Convert the rows below into a JSON list of strings, with one string per line and no blank lines.

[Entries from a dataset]
◇ ◇ ◇ ◇
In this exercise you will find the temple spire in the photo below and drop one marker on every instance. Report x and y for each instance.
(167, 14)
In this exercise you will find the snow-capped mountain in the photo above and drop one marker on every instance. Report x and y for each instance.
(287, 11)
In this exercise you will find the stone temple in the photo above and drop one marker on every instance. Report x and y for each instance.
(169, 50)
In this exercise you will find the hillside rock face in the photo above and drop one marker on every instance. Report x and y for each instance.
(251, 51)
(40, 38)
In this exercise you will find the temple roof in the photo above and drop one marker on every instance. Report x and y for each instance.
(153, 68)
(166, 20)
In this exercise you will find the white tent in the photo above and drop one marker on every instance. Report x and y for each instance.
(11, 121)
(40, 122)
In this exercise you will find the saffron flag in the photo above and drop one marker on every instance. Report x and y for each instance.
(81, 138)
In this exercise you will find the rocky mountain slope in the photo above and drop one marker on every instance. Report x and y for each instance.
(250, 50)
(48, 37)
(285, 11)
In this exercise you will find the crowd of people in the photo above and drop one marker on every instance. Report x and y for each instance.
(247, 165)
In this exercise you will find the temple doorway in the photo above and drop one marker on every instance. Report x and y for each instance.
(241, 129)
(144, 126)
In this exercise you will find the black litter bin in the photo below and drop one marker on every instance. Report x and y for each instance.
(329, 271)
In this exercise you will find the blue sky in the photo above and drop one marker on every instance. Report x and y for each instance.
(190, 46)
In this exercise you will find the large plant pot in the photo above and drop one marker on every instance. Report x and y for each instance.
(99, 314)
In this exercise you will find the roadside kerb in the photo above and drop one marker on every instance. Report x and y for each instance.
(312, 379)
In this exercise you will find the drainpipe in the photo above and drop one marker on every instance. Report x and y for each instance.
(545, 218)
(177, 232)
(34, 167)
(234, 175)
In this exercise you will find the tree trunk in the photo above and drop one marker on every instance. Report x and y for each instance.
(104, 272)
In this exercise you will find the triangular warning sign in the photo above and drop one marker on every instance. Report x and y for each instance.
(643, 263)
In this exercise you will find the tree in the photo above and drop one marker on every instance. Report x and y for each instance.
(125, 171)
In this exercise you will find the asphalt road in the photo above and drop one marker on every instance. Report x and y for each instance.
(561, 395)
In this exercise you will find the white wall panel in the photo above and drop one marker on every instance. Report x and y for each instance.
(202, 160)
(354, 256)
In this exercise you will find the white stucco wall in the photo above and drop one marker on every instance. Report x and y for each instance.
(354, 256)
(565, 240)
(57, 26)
◇ ◇ ◇ ◇
- [OUTPUT FOR THIS EXERCISE]:
[
  "In this exercise you will find the temple spire in the photo below and drop one marker on every instance. Report x and y for each instance.",
  "(167, 14)",
  "In this exercise you will find the snow-capped mountain in the photo above and drop one marker on every instance. Report x and y for each instance.",
  "(287, 11)",
  "In this exercise you will find the stone temple in the photo above and drop one marker on every instance. Report x and y for each instance.",
  "(169, 50)",
  "In this exercise you will find the hillside rock face in the photo above and drop one marker on every instance. Report x and y for each instance.",
  "(251, 51)",
  "(40, 38)",
  "In this exercise you will find the temple roof in the photo above and drop one marker on every instance. Report x and y for each instance.",
  "(153, 68)",
  "(166, 20)",
  "In this exercise you will find the white tent in the photo above and drop one marker on every instance. Report x and y for each instance.",
  "(11, 121)",
  "(40, 122)",
  "In this exercise you will find the saffron flag in the photo above and drop one marker on every instance. Report x and y for each instance.",
  "(81, 138)",
  "In this exercise you will find the rocky mountain slope in the photo above and drop one marker on every instance. Report x and y for each instance.",
  "(250, 50)",
  "(48, 37)",
  "(285, 11)",
  "In this exercise you will find the crowd of people in the photo above and drop one marker on every instance. Report x and y for each instance.",
  "(247, 165)",
  "In this exercise you will find the temple doorway in the photo above and drop one marker on every instance. Report x and y for each instance.",
  "(241, 129)",
  "(144, 126)",
  "In this exercise you will find the black litter bin in the photo below and drop one marker on every instance. Report x and y for each instance.",
  "(329, 271)",
  "In this exercise you will find the blue sky in the photo above and drop one marker on every instance. Report x and y for each instance.",
  "(190, 46)",
  "In this exercise you will find the large plant pot in the photo above and drop one marker on every instance. Report x and y for each instance.",
  "(99, 314)",
  "In this exercise you will find the roadside kerb in the photo above and drop one marker on every instance. Report x and y for each instance.",
  "(312, 379)",
  "In this exercise you will find the drainpipe in the photo above and drop one marker on every instance. Report x and y for each instance.",
  "(545, 218)",
  "(177, 232)",
  "(34, 167)",
  "(234, 175)",
  "In this exercise you will find the tree trunk in the photo above and drop one marker on every instance. Report x and y for each instance.",
  "(104, 272)",
  "In this exercise you will find the triangular warning sign in the photo above and drop one marker on every instance. Report x and y for each instance.",
  "(643, 263)",
  "In this exercise you will find the tree in the photo above and drop one marker on every instance. Report x and y for each instance.",
  "(125, 171)",
  "In this exercise you will find the asphalt road in the photo above and drop one marker on every instance. Report x and y for each instance.",
  "(561, 395)",
  "In this exercise you will find the white wall panel in the photo above and drop one marker on every instance. Report x and y for each instance.",
  "(202, 160)",
  "(354, 256)",
  "In this exercise you will find the white stucco wall in the photo above and drop one marker on every instance. Report x and y for each instance.",
  "(354, 256)",
  "(565, 240)",
  "(57, 26)"
]